======== Selection

I should have mentioned that - cutoff is simply a float, e.g.

query = query.where(query.c.brayCurtis = 0.8)

that's why I think there is a trivial solution. If I do the above, the
whole query will be added as a subquery and the where and order by
clauses duplicated. It works fine for the order_by statement though.

Is there a recommended strategy for adding (where) clauses to
calculated columns? Actually what I do is that:

abs(ar1-ar2).sum() / float( abs(ar1+ar2).sum() )   # NumPy notation

the corresponding SQL query is quite verbose, that's why I used a
column label.

On Apr 23, 2:01 pm, Michael Bayer [EMAIL PROTECTED] wrote:
 On Apr 23, 2008, at 6:55 AM, Adrian wrote:





  I guess the solution to my problem is simple, although I did not
  manage to find it.

  The problem is as follows: I calculate the bray-curtis distance
  between an input and the rows in my table and give the value an alias
  ('brayCurtis'). What I want is to order the resultSet by brayCurtis
  and return only those rows where the value exceeds a given threshold.
  Ordering is pretty simple

  query = query.order_by(query.c.brayCurtis.desc())

  The problem occurs if I want to add an additional where clause like
  this:

  query = query.where(query.c.brayCurtis = cutoff)

  Suddenly the whole statement is duplicated. Maybe there is a more
  concise and elegant solution for this problem.

================
======== Source data

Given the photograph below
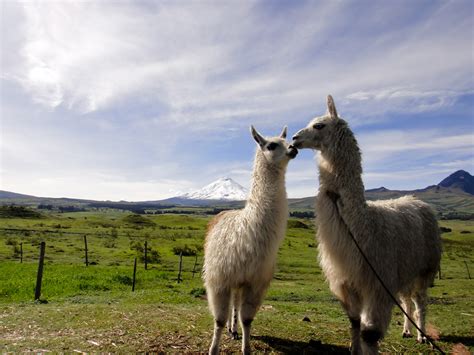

================

— Stated goal —
Set down the forum post above on filtering a query by a labeled column, word for word and in full.

— Reply —
I should have mentioned that - cutoff is simply a float, e.g.

query = query.where(query.c.brayCurtis = 0.8)

that's why I think there is a trivial solution. If I do the above, the
whole query will be added as a subquery and the where and order by
clauses duplicated. It works fine for the order_by statement though.

Is there a recommended strategy for adding (where) clauses to
calculated columns? Actually what I do is that:

abs(ar1-ar2).sum() / float( abs(ar1+ar2).sum() )   # NumPy notation

the corresponding SQL query is quite verbose, that's why I used a
column label.

On Apr 23, 2:01 pm, Michael Bayer [EMAIL PROTECTED] wrote:
 On Apr 23, 2008, at 6:55 AM, Adrian wrote:





  I guess the solution to my problem is simple, although I did not
  manage to find it.

  The problem is as follows: I calculate the bray-curtis distance
  between an input and the rows in my table and give the value an alias
  ('brayCurtis'). What I want is to order the resultSet by brayCurtis
  and return only those rows where the value exceeds a given threshold.
  Ordering is pretty simple

  query = query.order_by(query.c.brayCurtis.desc())

  The problem occurs if I want to add an additional where clause like
  this:

  query = query.where(query.c.brayCurtis = cutoff)

  Suddenly the whole statement is duplicated. Maybe there is a more
  concise and elegant solution for this problem.